> _WHAT THE TASK REQUIRES_: Quote all of the material below word for word, omitting the pictures from your reply.
....
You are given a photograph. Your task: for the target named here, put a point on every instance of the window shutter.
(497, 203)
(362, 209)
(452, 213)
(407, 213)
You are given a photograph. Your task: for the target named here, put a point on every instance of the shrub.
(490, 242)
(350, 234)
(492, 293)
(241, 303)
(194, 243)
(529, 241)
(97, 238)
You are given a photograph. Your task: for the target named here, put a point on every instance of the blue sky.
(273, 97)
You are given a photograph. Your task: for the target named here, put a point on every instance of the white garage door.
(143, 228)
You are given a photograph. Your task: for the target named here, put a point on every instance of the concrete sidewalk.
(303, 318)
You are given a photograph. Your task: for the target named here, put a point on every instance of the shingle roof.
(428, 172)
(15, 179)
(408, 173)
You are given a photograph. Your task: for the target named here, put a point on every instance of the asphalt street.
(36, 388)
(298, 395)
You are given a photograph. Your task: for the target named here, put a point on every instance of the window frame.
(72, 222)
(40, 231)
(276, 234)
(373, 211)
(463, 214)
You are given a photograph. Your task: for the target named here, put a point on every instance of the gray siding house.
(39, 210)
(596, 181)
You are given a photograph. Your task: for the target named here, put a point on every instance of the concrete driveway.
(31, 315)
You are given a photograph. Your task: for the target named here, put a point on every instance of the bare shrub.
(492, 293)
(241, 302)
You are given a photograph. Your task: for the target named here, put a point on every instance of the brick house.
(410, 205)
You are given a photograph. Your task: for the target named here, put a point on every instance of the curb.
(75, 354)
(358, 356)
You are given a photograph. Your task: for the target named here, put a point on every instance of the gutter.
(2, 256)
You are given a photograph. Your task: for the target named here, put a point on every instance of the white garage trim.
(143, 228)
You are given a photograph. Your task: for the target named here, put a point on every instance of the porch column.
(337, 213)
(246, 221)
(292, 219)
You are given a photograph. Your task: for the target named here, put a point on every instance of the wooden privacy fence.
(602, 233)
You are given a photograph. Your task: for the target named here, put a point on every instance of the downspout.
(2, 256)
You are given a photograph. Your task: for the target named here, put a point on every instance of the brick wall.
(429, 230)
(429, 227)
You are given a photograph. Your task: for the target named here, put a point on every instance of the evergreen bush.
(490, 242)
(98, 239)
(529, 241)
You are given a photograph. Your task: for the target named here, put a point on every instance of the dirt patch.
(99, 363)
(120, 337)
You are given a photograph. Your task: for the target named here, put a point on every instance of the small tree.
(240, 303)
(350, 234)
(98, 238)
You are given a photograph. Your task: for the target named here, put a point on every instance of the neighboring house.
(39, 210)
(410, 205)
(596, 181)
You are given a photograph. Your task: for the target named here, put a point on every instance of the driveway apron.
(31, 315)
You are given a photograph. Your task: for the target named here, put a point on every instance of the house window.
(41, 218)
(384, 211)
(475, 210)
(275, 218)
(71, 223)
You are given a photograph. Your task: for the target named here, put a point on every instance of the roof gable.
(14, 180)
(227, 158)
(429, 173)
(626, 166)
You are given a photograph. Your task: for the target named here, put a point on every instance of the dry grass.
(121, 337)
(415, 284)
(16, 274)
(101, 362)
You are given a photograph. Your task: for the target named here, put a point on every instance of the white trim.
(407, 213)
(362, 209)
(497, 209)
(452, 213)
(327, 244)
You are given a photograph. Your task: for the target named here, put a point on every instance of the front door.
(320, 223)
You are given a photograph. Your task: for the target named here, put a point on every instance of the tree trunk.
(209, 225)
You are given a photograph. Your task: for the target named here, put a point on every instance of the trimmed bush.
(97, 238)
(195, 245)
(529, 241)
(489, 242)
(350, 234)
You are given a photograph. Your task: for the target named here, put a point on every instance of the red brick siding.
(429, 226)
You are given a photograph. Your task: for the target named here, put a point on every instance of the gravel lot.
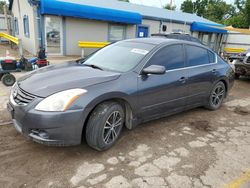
(198, 148)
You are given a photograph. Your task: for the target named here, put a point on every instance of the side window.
(211, 56)
(170, 56)
(184, 37)
(26, 26)
(116, 32)
(196, 55)
(16, 27)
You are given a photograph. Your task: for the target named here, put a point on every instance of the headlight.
(60, 101)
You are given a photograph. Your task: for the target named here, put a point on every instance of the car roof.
(152, 40)
(160, 40)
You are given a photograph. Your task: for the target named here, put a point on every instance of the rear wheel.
(105, 125)
(8, 79)
(217, 96)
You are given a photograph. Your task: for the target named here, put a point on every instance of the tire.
(217, 96)
(99, 132)
(236, 76)
(8, 79)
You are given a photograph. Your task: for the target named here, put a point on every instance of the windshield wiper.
(93, 66)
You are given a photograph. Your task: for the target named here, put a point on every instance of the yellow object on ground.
(245, 31)
(86, 44)
(241, 181)
(9, 37)
(234, 50)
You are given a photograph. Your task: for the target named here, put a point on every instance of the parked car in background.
(179, 36)
(241, 63)
(121, 85)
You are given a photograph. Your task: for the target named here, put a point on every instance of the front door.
(201, 74)
(164, 94)
(142, 31)
(53, 35)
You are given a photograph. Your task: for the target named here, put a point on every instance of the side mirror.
(154, 69)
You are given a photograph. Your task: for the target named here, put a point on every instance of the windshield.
(119, 57)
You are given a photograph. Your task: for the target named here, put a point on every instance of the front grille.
(21, 97)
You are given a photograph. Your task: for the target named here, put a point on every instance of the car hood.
(49, 80)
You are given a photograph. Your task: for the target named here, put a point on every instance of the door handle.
(214, 71)
(183, 79)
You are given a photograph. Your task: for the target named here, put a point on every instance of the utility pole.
(6, 19)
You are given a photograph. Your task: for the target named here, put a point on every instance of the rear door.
(164, 94)
(201, 73)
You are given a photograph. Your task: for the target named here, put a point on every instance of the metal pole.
(6, 19)
(20, 47)
(82, 52)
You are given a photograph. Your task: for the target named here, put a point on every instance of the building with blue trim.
(60, 24)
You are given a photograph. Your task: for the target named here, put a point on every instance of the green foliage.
(170, 7)
(187, 6)
(2, 4)
(237, 21)
(237, 15)
(247, 12)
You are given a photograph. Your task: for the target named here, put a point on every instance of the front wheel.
(8, 79)
(236, 76)
(105, 125)
(217, 96)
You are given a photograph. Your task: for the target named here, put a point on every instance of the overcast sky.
(160, 3)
....
> _COMPLETE ANSWER_:
You are given a photograph. Your task: for the target named here, put a point on every instance of the window shutter.
(497, 203)
(362, 209)
(452, 213)
(407, 213)
You are given a photograph. Your task: for the target named here, put a point on every instance of the shrub.
(490, 242)
(350, 234)
(492, 293)
(241, 303)
(194, 243)
(529, 241)
(97, 238)
You are given a photograph. Your task: for the target named here, put a point on every instance of the blue sky.
(273, 97)
You are given a photograph. Your task: for the target named here, put a point on every instance of the white garage door.
(143, 228)
You are given a photograph. Your task: for the target named here, put a point on every instance of the concrete sidewalk.
(303, 318)
You are given a photograph. Your task: for the target named here, put a point on every instance of the shingle roof.
(428, 172)
(15, 179)
(408, 173)
You are given a photograph. Your task: for the target named here, put a point on every instance of the asphalt street.
(36, 388)
(298, 395)
You are given a photograph. Your task: for the target named here, put a point on every instance of the window frame.
(72, 222)
(40, 231)
(276, 234)
(373, 211)
(463, 214)
You are given a photograph. Your task: for the target named here, put a point on every instance of the gray siding house.
(39, 210)
(596, 181)
You are given a photograph. Your task: for the target named here, put a point on every instance of the concrete driveway.
(31, 315)
You are given a photograph. Your task: for the target named here, put a point on every instance of the bare shrub.
(492, 293)
(241, 302)
You are given a photograph. Your task: for the target named here, put a point on every instance of the brick house.
(410, 205)
You are given a photograph. Your task: for the target named here, put a point on every instance of the curb.
(75, 354)
(358, 356)
You are given a photograph. Your task: for the target named here, put a point on every instance of the gutter.
(2, 256)
You are given a photograph. Your task: for the target named here, put a point on every instance of the white garage trim.
(143, 228)
You are given a photograph. Your task: for the target named here, put a point on every instance of the porch column.
(337, 213)
(246, 221)
(292, 219)
You are given a photograph. Your task: for the target named here, put a point on every instance of the wooden privacy fence.
(602, 233)
You are given a photograph. Your task: for the target named here, put a point on every instance of the downspout.
(2, 256)
You are given a photograph. Your task: for the target named here, put a point on every instance of the brick wall.
(429, 230)
(429, 227)
You are given a photograph. Your task: for the target named here, put a point on every instance of the evergreen bush.
(490, 242)
(98, 239)
(529, 241)
You are given a photograph. Your task: for the target named here, put a point on every instance of the dirt patch.
(99, 363)
(120, 337)
You are given a photograph. Your task: for the target named here, put a point on every instance of the small tree.
(240, 303)
(350, 234)
(98, 238)
You are given a photograph. Your task: for the target named here, put a point on every instance of the neighboring house.
(39, 210)
(410, 205)
(596, 181)
You are given a photograph. Your task: for the target named here, put a point on every instance of the driveway apron.
(31, 315)
You are given a photograph. Your task: for the target named here, put a point on every instance of the house window.
(41, 218)
(384, 211)
(475, 210)
(275, 218)
(71, 223)
You are given a photograph. Your task: for the target named here, put a point on every instance of the roof gable.
(14, 180)
(227, 158)
(429, 173)
(626, 166)
You are given a photograph. Your task: for the target named here, put a point on every instance of the dry grass.
(121, 337)
(415, 284)
(16, 274)
(101, 362)
You are given a photograph. Your task: for the target named here, put a point on every instance of the white trim.
(407, 213)
(362, 209)
(497, 209)
(452, 213)
(327, 244)
You are given a photograph. Your task: for the target named here, put a point on every instance of the front door.
(320, 223)
You are given a photograph. Your task: for the target named here, put a point on every instance of the tree trunk.
(209, 225)
You are given a photograph. Your task: for the target named here, put a point on every instance of the trimmed bush.
(97, 238)
(195, 245)
(529, 241)
(489, 242)
(350, 234)
You are given a photograph. Your task: for the target named here, put a point on every instance of the red brick siding.
(429, 226)
You are given a photograph. Your task: for the target named here, put a point on every instance of the gravel lot.
(198, 148)
You are given a photograph. Your task: for the target named here, put a point on every instance of the side window.
(211, 56)
(170, 56)
(184, 37)
(26, 26)
(116, 32)
(196, 55)
(16, 27)
You are given a photograph. Your task: for the target named here, put a point on every instance of the headlight.
(60, 101)
You are given a photograph. Your task: for the target named here, put a point on every instance of the car roof.
(152, 40)
(160, 40)
You are given a photograph. Your task: for the target named here, put a point on every instance of the rear wheel.
(105, 125)
(8, 79)
(217, 96)
You are given a photograph. Your task: for the target named here, put a point on every instance of the tire.
(217, 96)
(99, 132)
(236, 76)
(8, 79)
You are given a photograph. Your task: for the target named here, put a point on every instance of the windshield wiper.
(93, 66)
You are given a photograph. Your task: for the target named here, put a point on every instance of the yellow object on ground.
(245, 31)
(86, 44)
(241, 181)
(9, 37)
(234, 50)
You are given a photograph. Your task: for the target named here, put a point on every instance of the parked car in background.
(179, 36)
(241, 63)
(121, 85)
You are given a photograph. Your task: for the target named here, put a point on every instance of the front door.
(201, 74)
(164, 94)
(142, 31)
(53, 35)
You are given a photograph. Your task: for the target named here, put a point on every instance of the side mirror.
(154, 69)
You are given a photograph. Your task: for the target named here, put a point on every instance of the windshield.
(119, 57)
You are given a photograph. Your task: for the target named here, put a point on every instance of the front grille.
(21, 97)
You are given a photograph. Your task: for the target named here, put a point on every instance of the car hood.
(49, 80)
You are given a photograph. Your task: for the target named here, put a point on every instance of the door handle.
(214, 71)
(183, 79)
You are given a photograph. Your task: for the target named here, put a point on every instance of the utility pole.
(6, 19)
You are given a photograph. Your task: for the target named here, put a point on every instance of the rear door.
(164, 94)
(201, 73)
You are given a photograph. Your task: for the target named here, put a point on every instance of the metal pole.
(6, 19)
(20, 47)
(82, 52)
You are given a photograph. Your task: for the target named here, put a point on every instance of the building with blue trim.
(60, 24)
You are given a photograph. Your task: for the target named here, put a point on every instance of the green foliage.
(170, 7)
(187, 6)
(2, 4)
(237, 21)
(237, 15)
(247, 12)
You are given a photograph. Your task: for the target named here, put a point on every instance of the front wheel.
(8, 79)
(236, 76)
(105, 125)
(217, 96)
You are given a photograph. Your task: for the target named here, put a point on every instance of the overcast sky.
(160, 3)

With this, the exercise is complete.